▶ [Problem set]
a) Duplicate part of the Alien support post, starting at the words "On Wed, Sep" and ending after "of the box.".
b) In the Alien support post, what must be split from the ABI machinery?

▶ [Selected excerpt]

────────────────

[Vm-dev] Alien support in standard VM?

Eliot Miranda eliot.miranda at gmail.com
Wed Sep 2 17:00:01 UTC 2009


On Wed, Sep 2, 2009 at 9:54 AM, Andreas Raab <andreas.raab at gmx.de> wrote:

>
> Actually, I think Michael's question was more on an immediate basis. As it
> stands there is a significant number of patches that one needs to scrape
> from the four corners of the universe before one can even begin to build the
> Alien FFI plugin. It would be helpful if this could be folded into VMMaker
> so that the plugin can be built out of the box.
>

Right.  But before it can go into the VM we need to throw away the
x86-specificities.  And that means splitting the data manipulation
facilities from the ABI machinery.  I can do that, but Michael volunteered
:)

────────────────

▶ [Record extracts]
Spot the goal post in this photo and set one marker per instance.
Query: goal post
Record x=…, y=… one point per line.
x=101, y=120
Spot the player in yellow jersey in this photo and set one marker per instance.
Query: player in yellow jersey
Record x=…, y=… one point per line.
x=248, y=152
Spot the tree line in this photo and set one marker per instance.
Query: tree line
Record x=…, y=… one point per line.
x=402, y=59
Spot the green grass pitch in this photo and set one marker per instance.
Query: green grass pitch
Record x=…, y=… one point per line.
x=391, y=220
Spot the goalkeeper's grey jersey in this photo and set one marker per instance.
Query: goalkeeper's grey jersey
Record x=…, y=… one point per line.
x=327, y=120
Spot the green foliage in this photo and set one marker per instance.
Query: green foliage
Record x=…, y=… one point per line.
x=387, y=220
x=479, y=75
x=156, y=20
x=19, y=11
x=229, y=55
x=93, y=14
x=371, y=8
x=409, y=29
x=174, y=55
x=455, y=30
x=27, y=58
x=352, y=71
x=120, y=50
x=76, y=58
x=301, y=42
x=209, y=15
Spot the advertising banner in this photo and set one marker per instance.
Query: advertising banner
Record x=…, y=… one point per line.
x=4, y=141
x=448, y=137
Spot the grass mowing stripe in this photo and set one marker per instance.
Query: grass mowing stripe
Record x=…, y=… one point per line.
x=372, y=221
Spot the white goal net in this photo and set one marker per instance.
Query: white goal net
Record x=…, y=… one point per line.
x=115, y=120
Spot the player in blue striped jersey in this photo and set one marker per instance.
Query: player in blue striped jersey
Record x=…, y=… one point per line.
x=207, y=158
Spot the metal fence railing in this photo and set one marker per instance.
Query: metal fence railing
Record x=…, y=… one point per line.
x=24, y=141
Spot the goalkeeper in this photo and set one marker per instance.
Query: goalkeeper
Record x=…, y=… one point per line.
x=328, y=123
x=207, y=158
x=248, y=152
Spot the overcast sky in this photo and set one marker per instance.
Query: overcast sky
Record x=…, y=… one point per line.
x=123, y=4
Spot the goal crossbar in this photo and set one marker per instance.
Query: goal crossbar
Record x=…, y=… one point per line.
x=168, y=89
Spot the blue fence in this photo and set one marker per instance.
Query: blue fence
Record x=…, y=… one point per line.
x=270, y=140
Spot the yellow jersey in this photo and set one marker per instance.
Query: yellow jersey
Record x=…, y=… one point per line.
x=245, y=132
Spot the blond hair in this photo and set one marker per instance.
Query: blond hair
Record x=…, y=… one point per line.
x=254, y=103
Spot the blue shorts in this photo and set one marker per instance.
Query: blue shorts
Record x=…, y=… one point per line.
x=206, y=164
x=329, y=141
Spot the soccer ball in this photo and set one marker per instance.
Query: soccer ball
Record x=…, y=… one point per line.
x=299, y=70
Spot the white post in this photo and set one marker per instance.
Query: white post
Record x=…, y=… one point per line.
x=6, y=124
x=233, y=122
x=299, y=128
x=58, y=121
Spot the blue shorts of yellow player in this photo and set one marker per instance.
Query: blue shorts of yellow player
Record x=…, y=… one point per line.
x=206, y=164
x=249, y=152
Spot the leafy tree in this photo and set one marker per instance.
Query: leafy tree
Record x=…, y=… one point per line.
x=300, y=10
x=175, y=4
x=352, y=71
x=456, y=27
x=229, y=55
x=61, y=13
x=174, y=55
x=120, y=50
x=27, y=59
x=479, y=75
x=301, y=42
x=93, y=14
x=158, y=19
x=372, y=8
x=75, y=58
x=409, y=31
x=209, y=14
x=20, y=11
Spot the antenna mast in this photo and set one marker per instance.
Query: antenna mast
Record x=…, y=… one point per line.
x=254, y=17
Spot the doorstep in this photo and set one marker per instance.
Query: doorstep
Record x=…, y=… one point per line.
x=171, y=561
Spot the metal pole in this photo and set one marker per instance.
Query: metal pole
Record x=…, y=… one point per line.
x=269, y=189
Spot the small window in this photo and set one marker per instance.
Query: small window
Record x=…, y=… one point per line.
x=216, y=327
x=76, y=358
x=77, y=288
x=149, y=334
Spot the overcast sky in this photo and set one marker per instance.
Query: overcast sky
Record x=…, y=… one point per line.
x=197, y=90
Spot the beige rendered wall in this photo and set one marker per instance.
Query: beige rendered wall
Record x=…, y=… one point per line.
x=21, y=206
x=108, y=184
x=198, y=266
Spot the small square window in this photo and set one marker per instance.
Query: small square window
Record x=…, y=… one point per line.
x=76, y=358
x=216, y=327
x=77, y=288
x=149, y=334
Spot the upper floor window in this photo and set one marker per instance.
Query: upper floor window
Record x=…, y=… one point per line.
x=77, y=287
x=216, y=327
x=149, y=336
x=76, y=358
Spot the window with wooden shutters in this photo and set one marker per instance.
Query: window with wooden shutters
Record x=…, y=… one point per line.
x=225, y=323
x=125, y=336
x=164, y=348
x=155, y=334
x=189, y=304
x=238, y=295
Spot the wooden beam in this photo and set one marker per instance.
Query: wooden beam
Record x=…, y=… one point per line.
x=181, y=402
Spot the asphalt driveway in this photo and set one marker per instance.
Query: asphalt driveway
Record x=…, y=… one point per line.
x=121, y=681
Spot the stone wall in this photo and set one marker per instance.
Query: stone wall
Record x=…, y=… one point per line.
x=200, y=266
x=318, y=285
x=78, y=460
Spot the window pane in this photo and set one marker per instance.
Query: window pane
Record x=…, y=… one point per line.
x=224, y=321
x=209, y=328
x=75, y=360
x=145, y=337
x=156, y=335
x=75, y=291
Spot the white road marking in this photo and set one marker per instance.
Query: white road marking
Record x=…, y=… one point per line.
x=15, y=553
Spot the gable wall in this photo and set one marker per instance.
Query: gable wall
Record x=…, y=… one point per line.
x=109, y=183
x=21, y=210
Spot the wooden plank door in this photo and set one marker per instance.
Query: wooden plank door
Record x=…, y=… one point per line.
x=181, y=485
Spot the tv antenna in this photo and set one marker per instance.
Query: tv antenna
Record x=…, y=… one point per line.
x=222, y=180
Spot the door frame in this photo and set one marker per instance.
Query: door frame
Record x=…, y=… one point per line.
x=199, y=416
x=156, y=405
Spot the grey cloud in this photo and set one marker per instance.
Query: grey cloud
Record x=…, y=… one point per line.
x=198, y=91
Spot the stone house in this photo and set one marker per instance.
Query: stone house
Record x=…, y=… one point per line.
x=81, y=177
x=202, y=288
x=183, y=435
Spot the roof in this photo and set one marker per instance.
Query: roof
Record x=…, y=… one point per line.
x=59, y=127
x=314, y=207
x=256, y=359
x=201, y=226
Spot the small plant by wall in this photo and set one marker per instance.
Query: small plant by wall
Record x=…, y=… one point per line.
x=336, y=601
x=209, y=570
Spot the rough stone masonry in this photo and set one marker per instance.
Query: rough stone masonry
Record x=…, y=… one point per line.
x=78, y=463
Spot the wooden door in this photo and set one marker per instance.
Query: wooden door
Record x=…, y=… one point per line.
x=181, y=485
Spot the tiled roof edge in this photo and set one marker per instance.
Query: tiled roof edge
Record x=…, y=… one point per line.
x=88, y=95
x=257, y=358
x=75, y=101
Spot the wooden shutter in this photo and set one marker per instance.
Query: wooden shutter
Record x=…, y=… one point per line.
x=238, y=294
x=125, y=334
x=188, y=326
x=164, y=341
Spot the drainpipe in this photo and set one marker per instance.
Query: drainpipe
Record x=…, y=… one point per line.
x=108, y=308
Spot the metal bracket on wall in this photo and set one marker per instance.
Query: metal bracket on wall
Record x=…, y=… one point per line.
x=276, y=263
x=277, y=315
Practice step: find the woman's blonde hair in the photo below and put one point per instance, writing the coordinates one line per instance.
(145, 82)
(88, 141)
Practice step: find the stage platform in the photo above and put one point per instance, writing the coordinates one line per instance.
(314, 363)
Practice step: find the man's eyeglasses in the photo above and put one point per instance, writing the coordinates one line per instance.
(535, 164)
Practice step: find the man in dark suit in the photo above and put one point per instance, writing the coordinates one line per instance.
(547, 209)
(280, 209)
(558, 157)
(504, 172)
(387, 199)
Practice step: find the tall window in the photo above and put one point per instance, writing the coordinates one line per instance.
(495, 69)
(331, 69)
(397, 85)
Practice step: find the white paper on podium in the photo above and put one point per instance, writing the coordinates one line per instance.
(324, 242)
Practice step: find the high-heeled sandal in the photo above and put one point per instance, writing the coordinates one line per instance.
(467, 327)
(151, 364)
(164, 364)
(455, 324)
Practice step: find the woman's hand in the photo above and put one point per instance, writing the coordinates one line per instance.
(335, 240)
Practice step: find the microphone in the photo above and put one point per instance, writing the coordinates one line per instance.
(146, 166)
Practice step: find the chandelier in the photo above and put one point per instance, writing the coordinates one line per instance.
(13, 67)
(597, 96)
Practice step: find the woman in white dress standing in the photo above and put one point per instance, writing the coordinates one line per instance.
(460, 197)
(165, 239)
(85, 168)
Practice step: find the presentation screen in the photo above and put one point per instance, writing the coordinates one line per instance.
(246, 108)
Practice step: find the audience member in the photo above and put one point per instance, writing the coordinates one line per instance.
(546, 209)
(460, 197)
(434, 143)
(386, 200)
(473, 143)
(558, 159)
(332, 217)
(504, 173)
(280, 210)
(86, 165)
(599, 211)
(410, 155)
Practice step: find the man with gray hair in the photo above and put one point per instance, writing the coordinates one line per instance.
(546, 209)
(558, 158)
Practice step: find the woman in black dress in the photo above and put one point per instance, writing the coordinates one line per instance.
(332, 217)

────────────────

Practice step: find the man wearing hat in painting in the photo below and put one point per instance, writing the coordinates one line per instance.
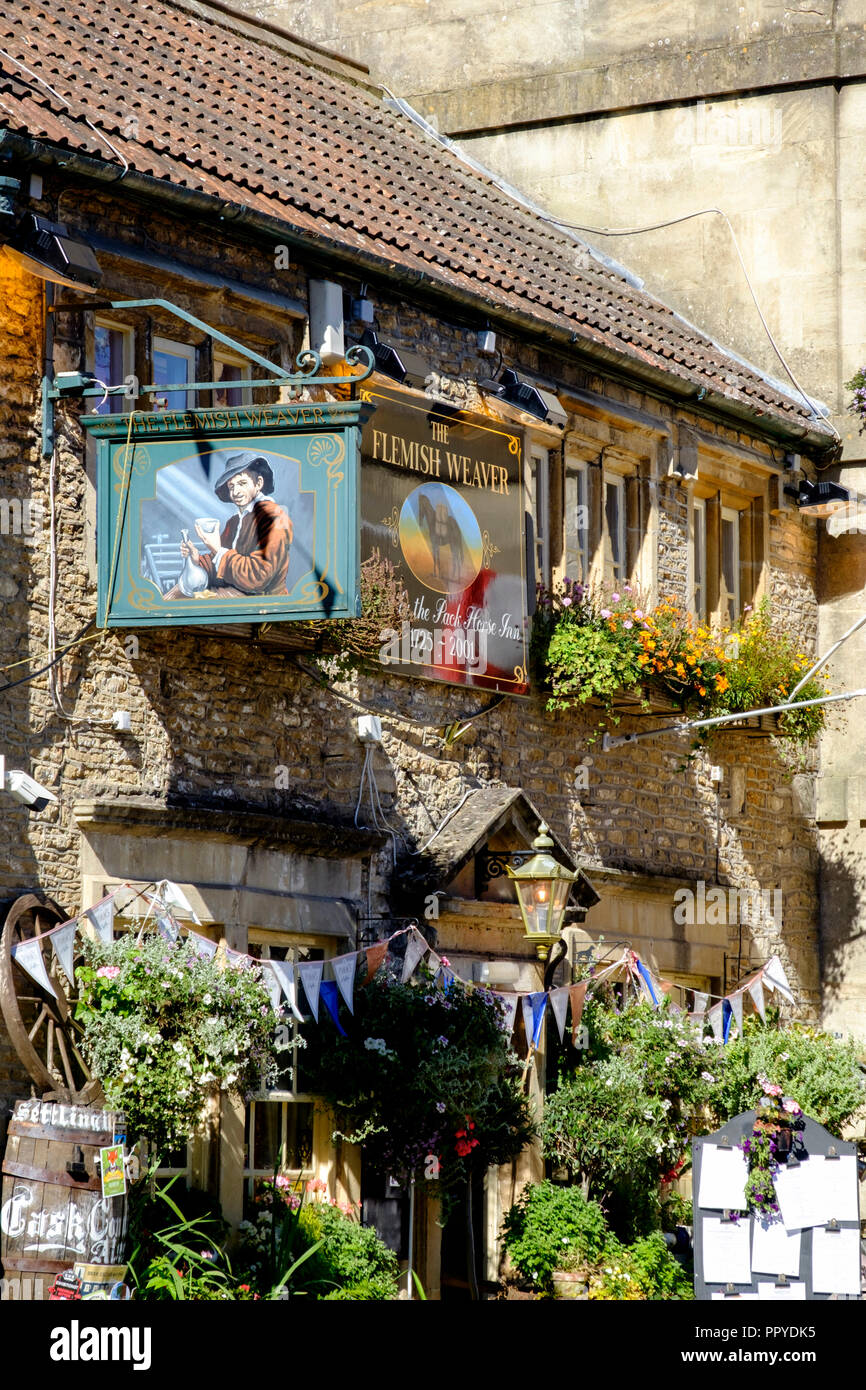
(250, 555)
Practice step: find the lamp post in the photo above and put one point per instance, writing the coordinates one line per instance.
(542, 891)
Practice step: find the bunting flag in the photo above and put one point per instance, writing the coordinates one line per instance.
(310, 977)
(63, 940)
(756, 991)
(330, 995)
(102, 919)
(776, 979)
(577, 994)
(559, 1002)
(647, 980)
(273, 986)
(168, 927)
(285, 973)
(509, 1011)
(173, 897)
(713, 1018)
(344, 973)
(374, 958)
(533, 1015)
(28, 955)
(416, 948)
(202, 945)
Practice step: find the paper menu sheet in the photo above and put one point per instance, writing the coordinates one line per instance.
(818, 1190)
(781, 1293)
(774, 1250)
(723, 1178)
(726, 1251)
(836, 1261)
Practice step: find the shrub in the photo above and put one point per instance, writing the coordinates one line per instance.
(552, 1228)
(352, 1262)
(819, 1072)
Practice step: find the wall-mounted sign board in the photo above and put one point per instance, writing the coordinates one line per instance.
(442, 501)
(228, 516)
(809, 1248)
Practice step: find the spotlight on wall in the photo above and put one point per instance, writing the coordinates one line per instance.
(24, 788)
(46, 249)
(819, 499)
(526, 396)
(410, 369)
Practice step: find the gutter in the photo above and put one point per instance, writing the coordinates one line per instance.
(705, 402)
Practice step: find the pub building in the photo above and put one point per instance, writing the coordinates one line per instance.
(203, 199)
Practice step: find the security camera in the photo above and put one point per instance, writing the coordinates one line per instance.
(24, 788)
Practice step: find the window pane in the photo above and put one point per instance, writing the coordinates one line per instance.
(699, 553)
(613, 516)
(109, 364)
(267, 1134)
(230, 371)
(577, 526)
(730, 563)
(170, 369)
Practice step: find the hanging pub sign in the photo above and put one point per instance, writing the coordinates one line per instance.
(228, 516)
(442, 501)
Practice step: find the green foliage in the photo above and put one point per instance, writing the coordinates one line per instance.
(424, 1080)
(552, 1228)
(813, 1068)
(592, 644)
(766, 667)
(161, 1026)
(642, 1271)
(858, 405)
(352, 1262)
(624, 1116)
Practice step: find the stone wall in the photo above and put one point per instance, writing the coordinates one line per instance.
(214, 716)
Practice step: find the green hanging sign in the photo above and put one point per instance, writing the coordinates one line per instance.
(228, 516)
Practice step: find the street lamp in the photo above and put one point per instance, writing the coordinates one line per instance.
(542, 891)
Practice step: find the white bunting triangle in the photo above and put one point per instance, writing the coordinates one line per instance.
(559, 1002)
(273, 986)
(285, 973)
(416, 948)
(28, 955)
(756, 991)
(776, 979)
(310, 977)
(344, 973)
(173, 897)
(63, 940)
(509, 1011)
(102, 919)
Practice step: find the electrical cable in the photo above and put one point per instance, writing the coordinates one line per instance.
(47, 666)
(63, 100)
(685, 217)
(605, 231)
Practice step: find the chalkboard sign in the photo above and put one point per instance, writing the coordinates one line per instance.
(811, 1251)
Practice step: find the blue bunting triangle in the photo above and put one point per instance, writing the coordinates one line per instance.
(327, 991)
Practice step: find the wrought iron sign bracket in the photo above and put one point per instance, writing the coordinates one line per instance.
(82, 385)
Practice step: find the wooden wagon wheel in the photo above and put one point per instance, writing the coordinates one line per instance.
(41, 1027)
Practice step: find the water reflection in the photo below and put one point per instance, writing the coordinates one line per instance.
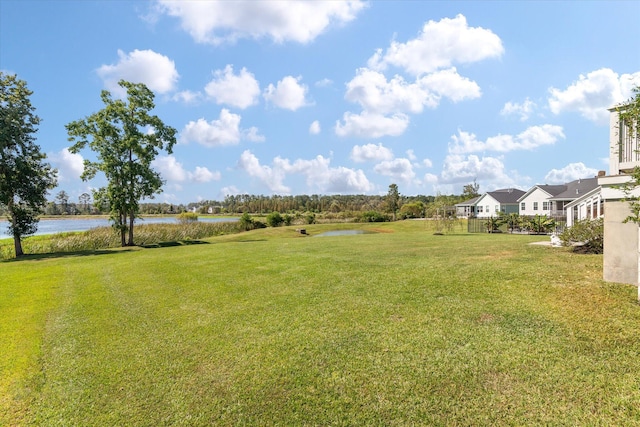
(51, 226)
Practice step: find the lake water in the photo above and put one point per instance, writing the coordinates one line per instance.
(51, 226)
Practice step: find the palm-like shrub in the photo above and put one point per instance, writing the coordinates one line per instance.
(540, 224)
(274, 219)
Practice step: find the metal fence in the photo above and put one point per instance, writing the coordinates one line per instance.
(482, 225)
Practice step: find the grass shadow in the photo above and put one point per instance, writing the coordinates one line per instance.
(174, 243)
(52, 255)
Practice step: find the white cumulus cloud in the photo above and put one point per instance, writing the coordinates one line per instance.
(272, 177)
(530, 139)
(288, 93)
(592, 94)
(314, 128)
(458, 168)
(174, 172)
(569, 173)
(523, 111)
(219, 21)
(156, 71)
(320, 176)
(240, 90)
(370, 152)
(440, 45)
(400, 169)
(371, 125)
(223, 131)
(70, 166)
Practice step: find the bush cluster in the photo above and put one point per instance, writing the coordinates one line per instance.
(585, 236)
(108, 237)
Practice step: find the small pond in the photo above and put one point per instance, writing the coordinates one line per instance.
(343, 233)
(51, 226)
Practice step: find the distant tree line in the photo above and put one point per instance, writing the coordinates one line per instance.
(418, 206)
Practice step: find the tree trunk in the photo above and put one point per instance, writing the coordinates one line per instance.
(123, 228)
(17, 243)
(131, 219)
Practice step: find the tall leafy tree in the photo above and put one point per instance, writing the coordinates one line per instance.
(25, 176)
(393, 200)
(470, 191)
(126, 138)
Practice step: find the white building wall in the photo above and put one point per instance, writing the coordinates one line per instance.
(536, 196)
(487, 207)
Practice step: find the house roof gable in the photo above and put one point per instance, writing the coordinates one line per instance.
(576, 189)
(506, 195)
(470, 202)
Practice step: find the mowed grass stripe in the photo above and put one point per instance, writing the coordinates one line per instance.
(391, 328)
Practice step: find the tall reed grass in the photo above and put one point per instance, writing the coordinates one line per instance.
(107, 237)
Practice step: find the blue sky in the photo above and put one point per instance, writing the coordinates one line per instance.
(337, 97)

────────────────

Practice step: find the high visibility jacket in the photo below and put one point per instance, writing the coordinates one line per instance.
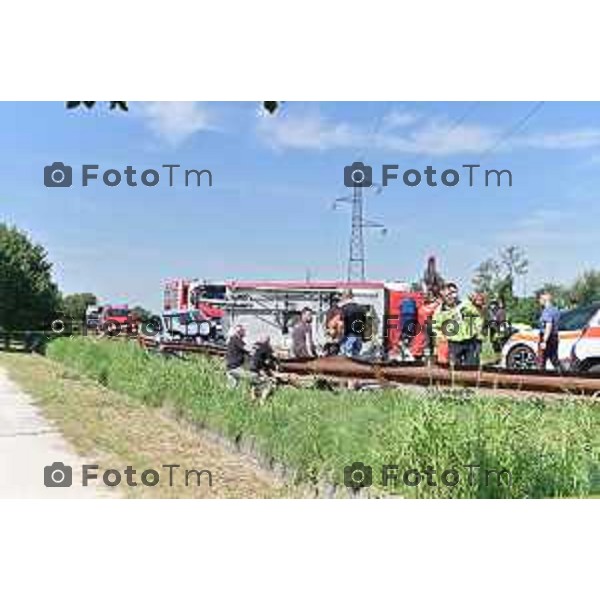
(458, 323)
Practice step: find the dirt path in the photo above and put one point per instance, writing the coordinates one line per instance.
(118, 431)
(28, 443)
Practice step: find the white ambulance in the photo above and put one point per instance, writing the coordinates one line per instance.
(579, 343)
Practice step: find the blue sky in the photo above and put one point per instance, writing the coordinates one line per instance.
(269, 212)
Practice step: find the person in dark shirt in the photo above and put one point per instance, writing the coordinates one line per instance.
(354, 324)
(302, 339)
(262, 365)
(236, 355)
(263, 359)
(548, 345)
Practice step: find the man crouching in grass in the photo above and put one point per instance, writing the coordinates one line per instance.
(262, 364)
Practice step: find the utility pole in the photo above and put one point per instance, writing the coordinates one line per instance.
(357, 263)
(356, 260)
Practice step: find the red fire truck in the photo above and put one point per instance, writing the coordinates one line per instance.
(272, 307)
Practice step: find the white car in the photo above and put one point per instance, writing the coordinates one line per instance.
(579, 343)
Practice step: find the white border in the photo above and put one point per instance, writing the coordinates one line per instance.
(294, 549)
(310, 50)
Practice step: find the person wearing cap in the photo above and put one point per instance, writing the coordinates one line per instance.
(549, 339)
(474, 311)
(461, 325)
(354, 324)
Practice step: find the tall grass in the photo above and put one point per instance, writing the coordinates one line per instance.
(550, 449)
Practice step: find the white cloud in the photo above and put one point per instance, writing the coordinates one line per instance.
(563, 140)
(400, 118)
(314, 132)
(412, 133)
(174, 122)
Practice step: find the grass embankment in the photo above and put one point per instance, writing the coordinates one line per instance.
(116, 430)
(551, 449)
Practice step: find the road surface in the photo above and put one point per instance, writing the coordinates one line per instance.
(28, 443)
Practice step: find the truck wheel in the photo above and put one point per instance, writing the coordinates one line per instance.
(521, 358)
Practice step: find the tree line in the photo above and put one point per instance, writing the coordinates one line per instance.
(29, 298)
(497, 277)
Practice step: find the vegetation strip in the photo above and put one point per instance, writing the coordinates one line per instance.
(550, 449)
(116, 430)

────────────────

▶ [Solutions below]
a)
On Wed, Sep 2, 2009 at 9:54 AM, Andreas Raab <andreas.raab at gmx.de> wrote:

>
> Actually, I think Michael's question was more on an immediate basis. As it
> stands there is a significant number of patches that one needs to scrape
> from the four corners of the universe before one can even begin to build the
> Alien FFI plugin. It would be helpful if this could be folded into VMMaker
> so that the plugin can be built out of the box.

b) The data manipulation facilities.